### The problem
Please return every line in the following data that includes the string "chopped".

:: Study material ::

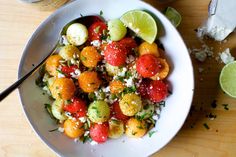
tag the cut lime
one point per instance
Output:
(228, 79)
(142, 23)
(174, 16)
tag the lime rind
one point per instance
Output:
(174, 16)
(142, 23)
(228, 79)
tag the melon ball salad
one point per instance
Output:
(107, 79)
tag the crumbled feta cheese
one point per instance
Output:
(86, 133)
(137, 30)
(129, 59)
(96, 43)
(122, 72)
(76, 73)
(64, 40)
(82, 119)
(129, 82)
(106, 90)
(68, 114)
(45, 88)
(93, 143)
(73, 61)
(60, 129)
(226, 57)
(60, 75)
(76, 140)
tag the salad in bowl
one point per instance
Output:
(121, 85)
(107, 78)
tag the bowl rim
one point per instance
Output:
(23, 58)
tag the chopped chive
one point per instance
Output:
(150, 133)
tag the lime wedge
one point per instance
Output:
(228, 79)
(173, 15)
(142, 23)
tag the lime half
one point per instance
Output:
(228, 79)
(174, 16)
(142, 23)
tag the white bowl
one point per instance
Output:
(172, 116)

:::
:: Study material ::

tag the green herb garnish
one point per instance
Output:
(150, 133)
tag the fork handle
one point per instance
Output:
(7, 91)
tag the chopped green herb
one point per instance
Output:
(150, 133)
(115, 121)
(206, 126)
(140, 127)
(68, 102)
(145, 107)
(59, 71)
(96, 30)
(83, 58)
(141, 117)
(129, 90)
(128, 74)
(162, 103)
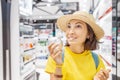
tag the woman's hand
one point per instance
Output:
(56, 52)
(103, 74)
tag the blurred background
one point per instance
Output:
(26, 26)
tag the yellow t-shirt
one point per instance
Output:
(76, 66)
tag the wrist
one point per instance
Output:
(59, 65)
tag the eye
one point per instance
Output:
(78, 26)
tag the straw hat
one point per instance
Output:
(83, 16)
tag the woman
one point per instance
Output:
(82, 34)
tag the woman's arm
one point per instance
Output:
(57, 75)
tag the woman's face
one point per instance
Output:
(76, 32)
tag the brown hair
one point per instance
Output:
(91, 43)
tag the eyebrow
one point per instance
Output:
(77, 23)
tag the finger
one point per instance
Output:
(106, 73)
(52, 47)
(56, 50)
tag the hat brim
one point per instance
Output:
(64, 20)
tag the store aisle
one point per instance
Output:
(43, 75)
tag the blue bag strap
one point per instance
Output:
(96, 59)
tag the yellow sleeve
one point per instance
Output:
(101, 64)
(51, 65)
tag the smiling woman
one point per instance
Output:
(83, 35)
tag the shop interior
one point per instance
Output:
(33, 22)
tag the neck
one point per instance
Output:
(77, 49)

:::

### Output for this exercise
tag the chopped chive
tag the chopped green herb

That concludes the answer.